• _EXERCISE TEXT_
:::::

Many areas of your business can have an effect on how much cash you have available. By controlling your expenses and increasing your profits, you can boost the money you have available in your business. In this article, we’ll focus on how businesses can maximise their cash flow.
Cash flow
Cash flow is simply the money that goes into and out of your business. It’s always ideal to have more money coming in than going out, but there are some months where this can be difficult. This is especially true where your sales fluctuate from month to month, because your outgoing costs will often be the same.
Obligations when managing your business’s money
Different business structures have different responsibilities when it comes to managing money. Sole trader structures are solely responsible for their businesses finances, meaning that they are also personally responsible for any debts they accrue. By contrast, companies are considered a separate legal entity. Company shareholders and directors are only responsible for a company’s debts if a director’s guarantee has been signed, or if they have breached their duties under the Corporations Act 2001 (Cth). In light of COVID-19, certain businesses are more exposed to risk than others such as those in the retail or hospitality sector. This also includes businesses which rely on supply chains and import or export products.

:::::

• _DATA FOR ANALYSIS_
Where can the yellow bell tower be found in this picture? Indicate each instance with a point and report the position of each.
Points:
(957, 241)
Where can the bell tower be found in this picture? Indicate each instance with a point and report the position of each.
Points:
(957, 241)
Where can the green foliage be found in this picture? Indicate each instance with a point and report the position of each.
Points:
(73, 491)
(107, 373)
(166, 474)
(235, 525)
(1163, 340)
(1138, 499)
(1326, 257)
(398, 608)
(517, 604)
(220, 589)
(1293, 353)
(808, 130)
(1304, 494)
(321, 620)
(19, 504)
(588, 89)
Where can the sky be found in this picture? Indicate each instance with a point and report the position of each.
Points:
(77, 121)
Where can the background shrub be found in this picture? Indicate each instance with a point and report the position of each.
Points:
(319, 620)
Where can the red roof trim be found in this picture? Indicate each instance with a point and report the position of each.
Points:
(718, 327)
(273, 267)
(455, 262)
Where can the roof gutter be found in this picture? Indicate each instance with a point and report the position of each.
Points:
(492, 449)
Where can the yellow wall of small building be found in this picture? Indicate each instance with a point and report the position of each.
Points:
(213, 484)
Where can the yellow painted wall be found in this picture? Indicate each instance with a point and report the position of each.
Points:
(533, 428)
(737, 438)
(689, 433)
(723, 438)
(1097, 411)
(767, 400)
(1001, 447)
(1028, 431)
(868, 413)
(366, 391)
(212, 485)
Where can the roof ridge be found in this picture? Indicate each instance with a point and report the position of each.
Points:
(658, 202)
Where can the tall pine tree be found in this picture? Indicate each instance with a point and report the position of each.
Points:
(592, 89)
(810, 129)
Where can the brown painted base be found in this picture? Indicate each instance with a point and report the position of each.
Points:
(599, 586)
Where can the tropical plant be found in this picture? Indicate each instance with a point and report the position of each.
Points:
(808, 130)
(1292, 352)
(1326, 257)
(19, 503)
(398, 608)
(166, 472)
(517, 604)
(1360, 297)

:::::

• _WORK REQUEST 1_
According to the article on business cash flow, why can it be especially hard in some months to bring in more money than goes out? Answer in one to three sentences.
• _WORK REQUEST 2_
In the cash flow article, substitute "Sole proprietor" for "Sole trader" and write out the passage between "Obligations when managing" and "or export products.", inclusive.
Base your work on the text alone.

• _OUTPUT 1_
It is especially hard when sales fluctuate from month to month, because outgoing costs will often stay the same.

• _OUTPUT 2_
Obligations when managing your business’s money
Different business structures have different responsibilities when it comes to managing money. Sole proprietor structures are solely responsible for their businesses finances, meaning that they are also personally responsible for any debts they accrue. By contrast, companies are considered a separate legal entity. Company shareholders and directors are only responsible for a company’s debts if a director’s guarantee has been signed, or if they have breached their duties under the Corporations Act 2001 (Cth). In light of COVID-19, certain businesses are more exposed to risk than others such as those in the retail or hospitality sector. This also includes businesses which rely on supply chains and import or export products.